=== PAGE ===

About MARIAL

Faculty, Fellows,
and Staff

Calendar of Events

Research and Publications

Fellowships

Work-Family Resources

Virtual Exhibitions

 

 


About MARIAL
MARIAL in the News

The Growing Allure of Entrepreneurship in Barbados

Knowledge@Emory
November 2nd- December 13th, 2005

According to new research from Carla Freeman , an associate professor of women’s studies and anthropology at Emory University, cultural practices, family life, and perceptions on class often influence work decisions. In an ongoing project titled “Neoliberalism and the Marriage of Reputation and Respectability: Entrepreneurship and the Barbadian Middle Class,” Freeman analyzes the relationship between entrepreneurship and marriage in Barbados. She also serves as a faculty member at the Emory Center for Myth and Ritual in American Life (MARIAL). In a recent interview with Knowledge@ Emory, Freeman described some of the initial findings of her work and the relevant implications for U.S. social scientists and business leaders.

Knowledge@Emory : Can you briefly discuss the basis for your study?

Freeman: I’ve completed over a hundred hours of interviews with Caribbean entrepreneurs, and I’ve looked at how they are juggling their personal and work lives. Many of these individuals left esteemed jobs in companies or in the public sector to opt for more risky self-employment. My sample included about 75 entrepreneurs (35 men, 40 women) and for the purposes of comparison, a smaller sample (10) of salaried professional women in the public and private sectors. I was surprised to discover that even though only 23% of the adult population of Barbados is married, in my sample, a majority of the entrepreneurs (60%) were married. Specifically, I wanted to look at how the Barbadian entrepreneurs are dealing with life demands, especially those juggling families and new businesses, and what initially influenced their decision to become an entrepreneur.

Knowledge@Emory : Can you explain the benefits of anthropology and an interdisciplinary approach to research, such as yours? What can the business community (academia and corporate leaders) take away from a study such as this?

Freeman: Anthropology can offer an understanding of the local permutations of globalization. It can contribute a vital comparative lens, as well as a deeper understanding of cultural specificity and difference. Anthropologists help to explain why culture and history matter in our attempts to understand and work within today’s global economy—why enacting the same business model or the same development initiative in different countries or regions often gives rise to radically different results. By combining different research methods—ethnography and survey data, micro and macro analyses, and working across disciplinary traditions, a project such as this offers powerful knowledge that is relevant to both local (Barbadian) and comparative contexts (e.g. other small economies, other former British colonies, like India, etc.) Understanding how women and men in other world areas are managing the juggling act of family and career, and understanding the deeper cultural underpinnings of these structural arrangements can prove useful to policy makers and scholars alike as we try to make sense of the contemporary American context.

===

◆ WRITTEN EXERCISE: In the interview on entrepreneurship in Barbados, what percentage of the entrepreneurs in Freeman's sample were married?

=== SUPPLIED DATA ===

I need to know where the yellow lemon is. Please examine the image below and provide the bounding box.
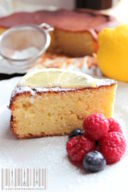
[97,25,128,82]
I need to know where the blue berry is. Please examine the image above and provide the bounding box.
[69,128,83,139]
[83,151,106,172]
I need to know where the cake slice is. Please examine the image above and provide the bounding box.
[0,9,119,57]
[10,69,116,138]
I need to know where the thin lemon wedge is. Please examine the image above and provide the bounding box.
[18,68,96,88]
[97,25,128,82]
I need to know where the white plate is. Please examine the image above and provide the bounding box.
[0,78,128,192]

===

◆ THE REPLY: 60%